Extracted text
*-*-*

So, for curiosity's sake, I decided to pry into the minds of my female friends and take a stroll around the inside of their heads. I wanted to find out whether or not there was a widespread female unity that has the need for products that make our breed feel ever-so-lovely. All it took was one satisfying email sent out en masse. I simply asked, "If you were stranded on a deserted island and had enough food and drinks, what beauty products would you require to make your stay a little more survivable?" Within moments I was well-versed in the goings- on inside my friends' minds and their beauty requirements.

It seems that mascara was a top priority for several friends. (whew!) The other necessary needs included: under eye cover, base makeup, lipstick, eye shadow, lotion, eye drops, sunscreen, toothbrush, toothpaste, razor, deodorant, eye liner, lip gloss, hairdryer to straighten possible frizzy hair, bug spray, cover up for a birthmark, Q-tips, eyebrow pencil, hairbrush, chapstick, soap and tweezers that included the phase, "I'd die if I had a wild hair sticking out!"

*-*-*

Provided records
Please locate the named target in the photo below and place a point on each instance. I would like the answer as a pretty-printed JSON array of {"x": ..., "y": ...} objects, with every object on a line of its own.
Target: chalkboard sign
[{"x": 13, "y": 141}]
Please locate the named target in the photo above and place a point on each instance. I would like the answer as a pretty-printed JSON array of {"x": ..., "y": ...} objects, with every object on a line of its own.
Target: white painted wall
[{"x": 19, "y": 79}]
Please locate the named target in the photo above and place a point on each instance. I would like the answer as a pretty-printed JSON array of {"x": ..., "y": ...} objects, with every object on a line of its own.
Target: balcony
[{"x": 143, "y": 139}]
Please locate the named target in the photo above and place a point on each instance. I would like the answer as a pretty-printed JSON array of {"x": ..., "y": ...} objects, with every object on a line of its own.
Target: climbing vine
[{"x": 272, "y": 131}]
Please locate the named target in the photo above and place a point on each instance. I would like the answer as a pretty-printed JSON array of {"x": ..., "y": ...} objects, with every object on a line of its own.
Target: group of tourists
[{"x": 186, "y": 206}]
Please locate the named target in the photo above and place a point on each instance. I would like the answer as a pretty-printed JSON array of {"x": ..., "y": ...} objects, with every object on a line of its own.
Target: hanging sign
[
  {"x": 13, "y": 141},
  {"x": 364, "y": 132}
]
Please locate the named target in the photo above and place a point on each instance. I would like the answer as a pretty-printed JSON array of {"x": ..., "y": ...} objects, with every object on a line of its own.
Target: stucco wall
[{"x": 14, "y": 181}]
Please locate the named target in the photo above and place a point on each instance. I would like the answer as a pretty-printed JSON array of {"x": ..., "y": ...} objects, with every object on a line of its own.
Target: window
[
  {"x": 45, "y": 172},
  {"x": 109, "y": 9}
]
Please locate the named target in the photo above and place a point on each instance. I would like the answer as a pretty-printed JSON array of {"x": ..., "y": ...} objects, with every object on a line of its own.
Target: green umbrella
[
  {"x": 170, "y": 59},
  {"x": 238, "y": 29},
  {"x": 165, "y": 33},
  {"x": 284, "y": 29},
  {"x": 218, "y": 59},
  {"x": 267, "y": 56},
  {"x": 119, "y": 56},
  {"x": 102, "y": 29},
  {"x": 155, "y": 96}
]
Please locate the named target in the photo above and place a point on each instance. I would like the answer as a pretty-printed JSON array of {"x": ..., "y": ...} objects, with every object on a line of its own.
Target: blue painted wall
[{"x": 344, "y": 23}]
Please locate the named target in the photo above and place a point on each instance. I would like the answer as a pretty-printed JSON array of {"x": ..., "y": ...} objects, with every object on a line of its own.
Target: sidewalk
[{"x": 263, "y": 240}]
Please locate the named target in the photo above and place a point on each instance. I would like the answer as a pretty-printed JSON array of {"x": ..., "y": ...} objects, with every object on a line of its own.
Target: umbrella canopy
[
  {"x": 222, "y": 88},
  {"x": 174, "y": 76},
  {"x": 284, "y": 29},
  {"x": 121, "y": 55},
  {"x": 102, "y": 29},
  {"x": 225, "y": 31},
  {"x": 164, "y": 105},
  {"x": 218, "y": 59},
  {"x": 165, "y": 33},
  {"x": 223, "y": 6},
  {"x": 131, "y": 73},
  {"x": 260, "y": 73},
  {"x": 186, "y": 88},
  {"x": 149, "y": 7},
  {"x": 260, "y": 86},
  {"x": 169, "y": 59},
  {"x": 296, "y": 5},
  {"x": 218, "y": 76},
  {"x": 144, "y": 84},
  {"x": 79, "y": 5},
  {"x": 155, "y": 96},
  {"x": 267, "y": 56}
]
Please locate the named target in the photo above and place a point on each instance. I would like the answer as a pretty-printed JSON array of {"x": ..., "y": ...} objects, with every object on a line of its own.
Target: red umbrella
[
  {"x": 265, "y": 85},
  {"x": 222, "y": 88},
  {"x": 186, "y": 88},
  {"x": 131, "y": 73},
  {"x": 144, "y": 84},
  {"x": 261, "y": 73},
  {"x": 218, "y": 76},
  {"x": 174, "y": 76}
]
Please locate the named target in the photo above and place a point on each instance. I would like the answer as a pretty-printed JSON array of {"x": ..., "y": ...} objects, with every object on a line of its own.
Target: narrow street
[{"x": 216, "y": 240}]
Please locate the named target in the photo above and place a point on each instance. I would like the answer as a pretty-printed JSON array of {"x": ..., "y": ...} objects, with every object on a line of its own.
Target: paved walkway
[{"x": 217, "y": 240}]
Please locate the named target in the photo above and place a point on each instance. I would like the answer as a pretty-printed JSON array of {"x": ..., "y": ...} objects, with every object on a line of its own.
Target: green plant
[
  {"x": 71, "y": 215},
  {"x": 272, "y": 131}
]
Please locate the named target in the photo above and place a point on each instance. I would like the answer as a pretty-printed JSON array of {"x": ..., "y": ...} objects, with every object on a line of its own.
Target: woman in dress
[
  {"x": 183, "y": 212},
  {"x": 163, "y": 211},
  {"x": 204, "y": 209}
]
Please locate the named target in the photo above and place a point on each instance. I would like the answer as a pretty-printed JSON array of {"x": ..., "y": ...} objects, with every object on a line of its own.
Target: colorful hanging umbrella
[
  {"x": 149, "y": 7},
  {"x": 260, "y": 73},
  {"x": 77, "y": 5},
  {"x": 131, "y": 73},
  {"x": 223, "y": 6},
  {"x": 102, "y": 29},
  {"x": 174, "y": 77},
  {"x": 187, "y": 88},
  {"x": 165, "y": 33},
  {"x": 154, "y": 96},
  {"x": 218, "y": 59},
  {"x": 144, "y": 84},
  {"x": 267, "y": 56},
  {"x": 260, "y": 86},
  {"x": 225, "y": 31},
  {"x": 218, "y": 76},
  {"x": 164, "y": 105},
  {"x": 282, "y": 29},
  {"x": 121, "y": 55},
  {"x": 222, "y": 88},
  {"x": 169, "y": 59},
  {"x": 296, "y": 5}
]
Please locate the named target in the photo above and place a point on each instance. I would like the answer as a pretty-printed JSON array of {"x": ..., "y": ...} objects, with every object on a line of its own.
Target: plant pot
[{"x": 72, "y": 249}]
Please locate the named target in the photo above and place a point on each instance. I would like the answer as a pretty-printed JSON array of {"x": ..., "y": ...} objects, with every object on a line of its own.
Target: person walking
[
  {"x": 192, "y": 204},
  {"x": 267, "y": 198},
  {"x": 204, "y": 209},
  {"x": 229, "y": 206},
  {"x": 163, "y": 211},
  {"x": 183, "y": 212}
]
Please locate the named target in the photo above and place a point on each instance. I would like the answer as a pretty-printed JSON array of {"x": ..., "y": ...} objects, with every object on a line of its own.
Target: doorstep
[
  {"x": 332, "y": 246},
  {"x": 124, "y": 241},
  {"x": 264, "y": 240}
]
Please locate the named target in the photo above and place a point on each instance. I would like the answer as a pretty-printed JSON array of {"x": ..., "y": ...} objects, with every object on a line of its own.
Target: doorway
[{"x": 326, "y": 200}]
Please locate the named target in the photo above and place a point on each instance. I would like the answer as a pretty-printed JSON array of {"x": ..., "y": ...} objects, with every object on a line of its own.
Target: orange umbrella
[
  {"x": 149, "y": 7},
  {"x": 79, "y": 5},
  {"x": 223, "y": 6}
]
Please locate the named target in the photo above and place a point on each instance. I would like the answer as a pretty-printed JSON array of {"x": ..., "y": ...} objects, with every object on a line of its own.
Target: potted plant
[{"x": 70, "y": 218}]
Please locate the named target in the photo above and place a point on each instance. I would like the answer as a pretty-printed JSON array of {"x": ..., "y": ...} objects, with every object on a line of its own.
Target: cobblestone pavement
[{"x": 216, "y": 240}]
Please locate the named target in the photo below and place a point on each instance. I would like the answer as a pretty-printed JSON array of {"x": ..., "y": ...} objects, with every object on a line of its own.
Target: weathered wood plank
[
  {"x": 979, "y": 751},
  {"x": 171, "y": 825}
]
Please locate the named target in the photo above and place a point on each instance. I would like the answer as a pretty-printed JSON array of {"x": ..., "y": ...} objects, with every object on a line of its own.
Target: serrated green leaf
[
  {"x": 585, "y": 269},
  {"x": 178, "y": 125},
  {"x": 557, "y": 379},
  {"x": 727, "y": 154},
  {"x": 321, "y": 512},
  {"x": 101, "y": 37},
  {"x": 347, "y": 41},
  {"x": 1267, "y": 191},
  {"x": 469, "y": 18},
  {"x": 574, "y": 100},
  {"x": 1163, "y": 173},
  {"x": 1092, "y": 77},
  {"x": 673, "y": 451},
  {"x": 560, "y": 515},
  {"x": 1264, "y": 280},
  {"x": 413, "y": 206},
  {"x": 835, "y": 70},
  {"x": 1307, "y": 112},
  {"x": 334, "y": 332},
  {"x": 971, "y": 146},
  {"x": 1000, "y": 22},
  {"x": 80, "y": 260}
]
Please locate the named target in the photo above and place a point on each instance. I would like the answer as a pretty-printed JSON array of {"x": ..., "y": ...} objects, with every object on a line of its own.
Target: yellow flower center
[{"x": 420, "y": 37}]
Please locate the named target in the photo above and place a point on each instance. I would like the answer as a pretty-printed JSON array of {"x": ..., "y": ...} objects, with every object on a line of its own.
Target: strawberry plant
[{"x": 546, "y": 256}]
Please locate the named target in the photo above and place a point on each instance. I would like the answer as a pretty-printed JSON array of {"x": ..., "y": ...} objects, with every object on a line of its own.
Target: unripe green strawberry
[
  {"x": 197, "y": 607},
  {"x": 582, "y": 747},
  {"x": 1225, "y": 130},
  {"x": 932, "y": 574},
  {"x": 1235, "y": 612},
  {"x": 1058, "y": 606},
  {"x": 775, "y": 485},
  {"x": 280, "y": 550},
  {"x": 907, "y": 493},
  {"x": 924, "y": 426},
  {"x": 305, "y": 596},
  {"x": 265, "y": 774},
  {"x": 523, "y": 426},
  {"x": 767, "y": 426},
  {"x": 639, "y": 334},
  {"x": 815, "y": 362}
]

*-*-*

Job
From the list of other necessary needs in the text about beauty products for a deserted island, give every item whose name contains "eye" as a separate word.

Full answer
under eye cover, eye shadow, eye drops, eye liner